───── Données de travail

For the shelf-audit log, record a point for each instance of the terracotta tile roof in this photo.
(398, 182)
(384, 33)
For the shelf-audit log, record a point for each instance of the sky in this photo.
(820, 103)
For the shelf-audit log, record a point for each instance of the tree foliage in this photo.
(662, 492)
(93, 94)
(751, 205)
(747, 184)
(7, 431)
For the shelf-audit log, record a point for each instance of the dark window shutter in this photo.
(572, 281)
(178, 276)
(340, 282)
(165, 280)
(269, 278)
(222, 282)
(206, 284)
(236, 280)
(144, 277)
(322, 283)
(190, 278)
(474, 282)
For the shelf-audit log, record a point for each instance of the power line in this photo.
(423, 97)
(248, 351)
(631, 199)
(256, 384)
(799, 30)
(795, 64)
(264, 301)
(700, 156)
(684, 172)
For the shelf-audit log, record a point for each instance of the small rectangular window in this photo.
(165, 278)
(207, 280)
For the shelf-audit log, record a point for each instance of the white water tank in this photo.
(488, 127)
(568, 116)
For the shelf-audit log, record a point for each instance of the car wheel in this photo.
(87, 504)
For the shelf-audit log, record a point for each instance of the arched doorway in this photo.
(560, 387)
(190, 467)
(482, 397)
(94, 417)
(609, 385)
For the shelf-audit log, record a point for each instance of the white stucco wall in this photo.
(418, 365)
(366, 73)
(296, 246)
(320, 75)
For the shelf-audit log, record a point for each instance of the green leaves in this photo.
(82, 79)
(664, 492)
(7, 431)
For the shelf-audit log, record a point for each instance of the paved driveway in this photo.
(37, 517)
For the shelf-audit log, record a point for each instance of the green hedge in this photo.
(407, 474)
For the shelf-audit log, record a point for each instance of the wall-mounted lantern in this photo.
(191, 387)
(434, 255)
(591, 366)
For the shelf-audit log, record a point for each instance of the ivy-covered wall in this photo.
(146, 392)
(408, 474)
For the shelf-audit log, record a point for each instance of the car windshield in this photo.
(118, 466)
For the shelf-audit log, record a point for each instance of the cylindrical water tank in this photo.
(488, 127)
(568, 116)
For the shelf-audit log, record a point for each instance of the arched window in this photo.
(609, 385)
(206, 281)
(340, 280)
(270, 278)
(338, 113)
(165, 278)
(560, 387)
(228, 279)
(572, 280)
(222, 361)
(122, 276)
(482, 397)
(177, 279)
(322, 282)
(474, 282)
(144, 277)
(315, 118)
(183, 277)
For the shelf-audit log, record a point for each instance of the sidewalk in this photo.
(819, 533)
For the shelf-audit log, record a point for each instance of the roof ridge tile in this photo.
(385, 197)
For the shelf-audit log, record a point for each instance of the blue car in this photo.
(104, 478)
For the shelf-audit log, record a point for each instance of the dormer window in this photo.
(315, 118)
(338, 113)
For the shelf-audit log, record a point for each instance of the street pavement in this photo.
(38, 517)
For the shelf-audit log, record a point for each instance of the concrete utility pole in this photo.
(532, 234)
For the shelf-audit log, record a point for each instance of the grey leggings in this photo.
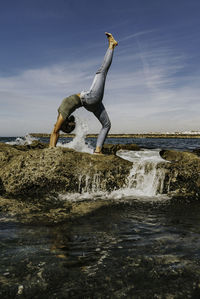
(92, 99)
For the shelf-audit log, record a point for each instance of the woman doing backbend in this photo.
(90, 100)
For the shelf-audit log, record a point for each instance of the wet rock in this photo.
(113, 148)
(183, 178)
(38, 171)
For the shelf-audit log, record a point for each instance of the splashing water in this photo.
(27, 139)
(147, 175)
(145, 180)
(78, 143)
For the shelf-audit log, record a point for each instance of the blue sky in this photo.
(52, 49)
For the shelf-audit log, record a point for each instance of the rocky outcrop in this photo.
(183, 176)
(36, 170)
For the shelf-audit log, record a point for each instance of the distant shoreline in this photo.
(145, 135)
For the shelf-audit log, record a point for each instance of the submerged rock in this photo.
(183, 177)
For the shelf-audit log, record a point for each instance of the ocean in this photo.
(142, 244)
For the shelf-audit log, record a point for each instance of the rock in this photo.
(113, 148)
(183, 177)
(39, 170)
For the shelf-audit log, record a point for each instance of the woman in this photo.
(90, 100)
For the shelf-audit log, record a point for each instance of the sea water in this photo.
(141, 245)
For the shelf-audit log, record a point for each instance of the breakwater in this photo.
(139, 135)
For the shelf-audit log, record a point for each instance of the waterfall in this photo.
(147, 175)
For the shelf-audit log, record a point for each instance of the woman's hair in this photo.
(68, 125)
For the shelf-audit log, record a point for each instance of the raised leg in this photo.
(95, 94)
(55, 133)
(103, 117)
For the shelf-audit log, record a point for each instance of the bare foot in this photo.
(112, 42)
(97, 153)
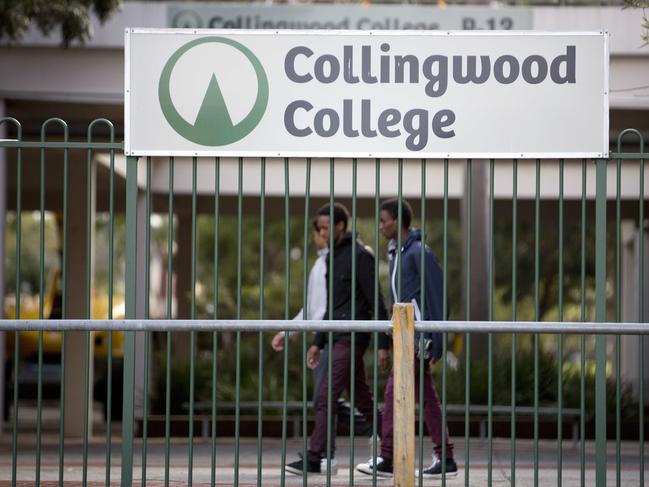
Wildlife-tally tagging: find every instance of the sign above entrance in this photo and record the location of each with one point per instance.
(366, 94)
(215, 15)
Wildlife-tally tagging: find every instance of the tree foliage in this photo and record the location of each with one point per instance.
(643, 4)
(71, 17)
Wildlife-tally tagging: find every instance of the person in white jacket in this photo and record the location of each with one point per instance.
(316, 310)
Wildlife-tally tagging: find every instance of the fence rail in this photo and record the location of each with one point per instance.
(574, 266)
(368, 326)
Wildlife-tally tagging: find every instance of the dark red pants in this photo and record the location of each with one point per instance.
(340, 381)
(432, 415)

──────────
───── Données de travail

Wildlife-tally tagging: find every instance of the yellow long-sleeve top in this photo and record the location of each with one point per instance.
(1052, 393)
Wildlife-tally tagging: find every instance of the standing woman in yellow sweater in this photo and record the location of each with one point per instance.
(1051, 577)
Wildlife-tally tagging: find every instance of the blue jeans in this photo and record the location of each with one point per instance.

──────────
───── Données de travail

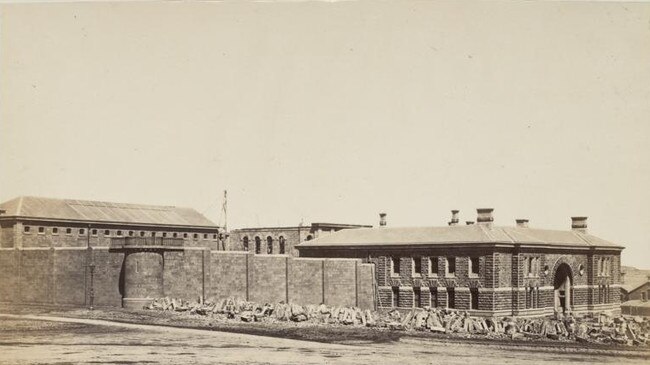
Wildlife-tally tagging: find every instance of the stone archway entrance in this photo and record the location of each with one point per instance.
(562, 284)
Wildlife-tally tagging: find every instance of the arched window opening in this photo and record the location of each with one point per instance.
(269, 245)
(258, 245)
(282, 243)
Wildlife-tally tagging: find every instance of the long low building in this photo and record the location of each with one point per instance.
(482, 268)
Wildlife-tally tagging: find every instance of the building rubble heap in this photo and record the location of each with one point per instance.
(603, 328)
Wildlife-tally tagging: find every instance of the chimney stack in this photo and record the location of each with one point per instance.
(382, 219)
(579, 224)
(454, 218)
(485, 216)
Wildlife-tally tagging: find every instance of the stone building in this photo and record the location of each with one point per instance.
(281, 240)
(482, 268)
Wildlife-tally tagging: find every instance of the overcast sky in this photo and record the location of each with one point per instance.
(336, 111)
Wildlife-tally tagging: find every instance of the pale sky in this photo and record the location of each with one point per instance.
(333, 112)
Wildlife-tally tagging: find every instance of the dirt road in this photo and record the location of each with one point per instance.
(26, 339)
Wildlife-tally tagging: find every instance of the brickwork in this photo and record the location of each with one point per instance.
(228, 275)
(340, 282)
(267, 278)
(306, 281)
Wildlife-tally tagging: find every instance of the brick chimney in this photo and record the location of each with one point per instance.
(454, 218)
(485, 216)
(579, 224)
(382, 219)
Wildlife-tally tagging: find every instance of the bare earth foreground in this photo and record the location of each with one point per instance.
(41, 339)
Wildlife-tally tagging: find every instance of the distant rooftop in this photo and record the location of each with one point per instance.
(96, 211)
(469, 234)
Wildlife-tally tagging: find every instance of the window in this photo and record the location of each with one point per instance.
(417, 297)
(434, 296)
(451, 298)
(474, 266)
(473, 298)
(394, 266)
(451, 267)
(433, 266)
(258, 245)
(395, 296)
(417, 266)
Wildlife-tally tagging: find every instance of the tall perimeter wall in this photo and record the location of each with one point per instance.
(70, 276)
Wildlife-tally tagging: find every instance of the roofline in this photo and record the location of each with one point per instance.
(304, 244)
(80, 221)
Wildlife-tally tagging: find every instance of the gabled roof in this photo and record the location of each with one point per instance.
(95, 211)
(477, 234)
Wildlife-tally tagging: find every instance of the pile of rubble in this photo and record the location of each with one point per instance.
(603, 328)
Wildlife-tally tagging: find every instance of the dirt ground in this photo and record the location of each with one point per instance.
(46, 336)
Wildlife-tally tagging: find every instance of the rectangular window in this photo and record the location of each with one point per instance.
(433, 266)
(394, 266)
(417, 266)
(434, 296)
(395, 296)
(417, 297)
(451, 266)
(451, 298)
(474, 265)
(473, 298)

──────────

* **À faire**: Extrais des enregistrements ci-dessus toutes les lignes où figure le mot « wall ». La casse compte.

* **Réponse**:
For the shelf-audit log, record a point for each instance of the white stucco wall in this photo.
For the shelf-audit log, record a point for each instance of the wall-mounted lantern in this photo.
For the shelf-audit log, record a point for each instance of the ivy-covered wall in this photo.
Wildlife-tally tagging: find every instance of the tall perimeter wall in this photo and record the location of each with one point per instance.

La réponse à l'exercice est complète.